:: Objective ::
Every record below is to be retyped exactly.

____

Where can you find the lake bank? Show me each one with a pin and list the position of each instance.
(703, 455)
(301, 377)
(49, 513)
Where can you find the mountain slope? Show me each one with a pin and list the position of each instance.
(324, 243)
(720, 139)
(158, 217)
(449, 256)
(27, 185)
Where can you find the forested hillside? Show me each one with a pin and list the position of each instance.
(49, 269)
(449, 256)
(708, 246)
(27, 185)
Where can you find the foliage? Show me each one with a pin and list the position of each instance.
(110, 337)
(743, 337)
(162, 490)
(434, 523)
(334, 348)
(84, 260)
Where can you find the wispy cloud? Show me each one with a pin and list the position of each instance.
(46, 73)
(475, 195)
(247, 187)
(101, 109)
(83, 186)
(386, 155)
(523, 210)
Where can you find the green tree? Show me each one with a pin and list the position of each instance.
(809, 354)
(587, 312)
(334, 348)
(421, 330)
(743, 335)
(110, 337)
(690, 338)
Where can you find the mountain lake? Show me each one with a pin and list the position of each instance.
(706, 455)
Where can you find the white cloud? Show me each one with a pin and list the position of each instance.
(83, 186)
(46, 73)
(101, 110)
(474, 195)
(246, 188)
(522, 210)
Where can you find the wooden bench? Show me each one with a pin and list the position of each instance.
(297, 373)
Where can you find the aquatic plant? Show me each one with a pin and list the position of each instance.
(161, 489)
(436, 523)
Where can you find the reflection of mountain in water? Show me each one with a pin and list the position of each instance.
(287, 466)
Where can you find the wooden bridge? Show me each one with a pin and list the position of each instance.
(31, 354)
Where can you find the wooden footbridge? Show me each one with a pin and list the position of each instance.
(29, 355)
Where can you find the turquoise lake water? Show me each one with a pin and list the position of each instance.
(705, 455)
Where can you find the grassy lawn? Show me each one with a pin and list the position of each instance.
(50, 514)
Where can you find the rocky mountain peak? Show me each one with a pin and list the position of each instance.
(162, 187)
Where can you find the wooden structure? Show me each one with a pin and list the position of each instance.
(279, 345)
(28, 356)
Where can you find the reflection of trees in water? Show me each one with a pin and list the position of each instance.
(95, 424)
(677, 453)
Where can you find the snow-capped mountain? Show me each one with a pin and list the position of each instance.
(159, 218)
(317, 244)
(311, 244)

____

:: Answer to this task ::
Where can you find the lake bank? Show me each one with a pin and list the position of each instance.
(703, 455)
(301, 377)
(49, 513)
Where can you find the mountain slope? Show me each one with a pin and list the position of each instance.
(324, 243)
(720, 139)
(158, 217)
(449, 256)
(27, 185)
Where can you find the forested hillside? Show me each one with a pin and list the position of each instance.
(49, 269)
(449, 256)
(708, 246)
(27, 185)
Where can you find the foliage? Show me each one with a pin and list the position of each instance.
(110, 337)
(743, 337)
(162, 490)
(434, 523)
(334, 348)
(84, 260)
Where can you find the wispy cloud? Show me each one with a pin and list the position of each instance.
(46, 73)
(475, 195)
(247, 187)
(101, 109)
(83, 186)
(386, 155)
(523, 210)
Where can you find the green tree? Show me each one with a pin and list the position of each instance.
(809, 354)
(587, 312)
(334, 348)
(421, 330)
(743, 335)
(110, 337)
(690, 338)
Where can you find the mountain lake? Show me each one with a pin and list the position of each instance.
(706, 455)
Where can you find the white cloud? Show me each one with a pin and list the position of each instance.
(83, 186)
(46, 73)
(101, 110)
(474, 195)
(246, 188)
(522, 210)
Where can you find the wooden bench? Show me each one with a pin and list the position of each instance.
(297, 373)
Where can you find the aquatic plant? Show me each one with a pin and list the position of each instance.
(161, 489)
(436, 523)
Where can you find the reflection of mountain in water? Show me each one with a pin and list the position of each instance.
(287, 466)
Where can you find the wooden bridge? Show me each one with a pin and list the position of each instance.
(31, 354)
Where can you find the wooden footbridge? Show me each one with a pin and list the position of each instance.
(29, 355)
Where can you find the turquoise lake water? Show me each one with a pin and list the position of each instance.
(705, 455)
Where can you find the grassy lawn? Show me each one with a pin and list the position of each instance.
(50, 514)
Where can you find the rocky mountain peak? Show me each one with a pin and list the position of each instance.
(162, 187)
Where can you find the wooden structure? Show me each one with a pin and list the position of each instance.
(279, 345)
(28, 356)
Where can you find the reflection of trees in water? Show me each one with a pin and list the position of each instance.
(95, 424)
(677, 453)
Where can you find the snow-capped mountain? Show me each one with a pin and list the position of each instance.
(159, 218)
(317, 244)
(311, 244)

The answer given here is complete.